Gov. Gavin Newsom stirred controversy with his order Wednesday placing a moratorium on the death penalty in California for 737 condemned inmates. No one has been executed in the state since 2006, and only 13 inmates have been put to death since the death penalty was reinstated in 1978 in California.
The first execution since then was of Robert Alton Harris on April 21, 1992.
The following is an account of that execution from Bee reporter Sam Stanton, who was a witness to two gas chamber and six lethal injection executions:
SAN QUENTIN In the end, Robert Alton Harris seemed determined to go peacefully, a trait that had eluded him in the 39 violent and abusive years he spent on Earth.
As the cyanide fumes rose up to his face in the San Quentin gas chamber, he inhaled deeply and stared straight ahead, barely moving until death throes convulsed his body.
His trademark smirk was gone, replaced by a haunting look of sadness spawned by one last hellish night of fighting for his life and two predawn journeys to the gas chamber.
Harris, the murderer of two 16-year-old boys, made his first trip at 3:49 a.m., when he was strapped in a chair for 12 minutes. But with barely a minute to spare before the cyanide pellets were to be dropped, a surprise court order was called in, delaying the execution.
Within two hours he was walked back to the chamber and hurriedly subjected to cyanide gas poisoning that killed him at 6:21 a.m.
His final night was spent in a small metal cell with only a bare mattress, a minister and a constant stream of updates on the legal battles that appeared to have drained him by dawn.

-.-.-

## Written tasks
1. Reproduce the passage of the account of the Harris execution starting with "The first execution" and going on through "convulsed his body.".
2. Answer these questions from the account of the Harris execution:
(a) How many condemned inmates did Newsom's moratorium cover?
(b) At what time did Harris make his first trip to the gas chamber?
(c) At what time did the cyanide gas kill him?

-.-.-

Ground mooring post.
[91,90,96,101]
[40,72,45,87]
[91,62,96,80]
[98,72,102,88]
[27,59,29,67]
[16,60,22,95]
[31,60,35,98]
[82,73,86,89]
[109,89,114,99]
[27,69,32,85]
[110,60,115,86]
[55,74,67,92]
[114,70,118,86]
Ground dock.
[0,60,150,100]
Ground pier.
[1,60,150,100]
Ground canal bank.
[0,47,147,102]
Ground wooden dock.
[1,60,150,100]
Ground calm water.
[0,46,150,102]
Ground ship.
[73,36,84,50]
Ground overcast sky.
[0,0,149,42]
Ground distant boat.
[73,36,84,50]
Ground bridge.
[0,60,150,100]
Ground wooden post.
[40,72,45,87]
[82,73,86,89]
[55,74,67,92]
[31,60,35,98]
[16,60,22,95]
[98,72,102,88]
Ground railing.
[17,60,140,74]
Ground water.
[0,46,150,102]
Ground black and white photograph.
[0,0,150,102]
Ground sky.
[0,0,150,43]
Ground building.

-.-.-

## Answers provided
1.
The first execution since then was of Robert Alton Harris on April 21, 1992.
The following is an account of that execution from Bee reporter Sam Stanton, who was a witness to two gas chamber and six lethal injection executions:
SAN QUENTIN In the end, Robert Alton Harris seemed determined to go peacefully, a trait that had eluded him in the 39 violent and abusive years he spent on Earth.
As the cyanide fumes rose up to his face in the San Quentin gas chamber, he inhaled deeply and stared straight ahead, barely moving until death throes convulsed his body.

2.
(a) 737
(b) 3:49 a.m.
(c) 6:21 a.m.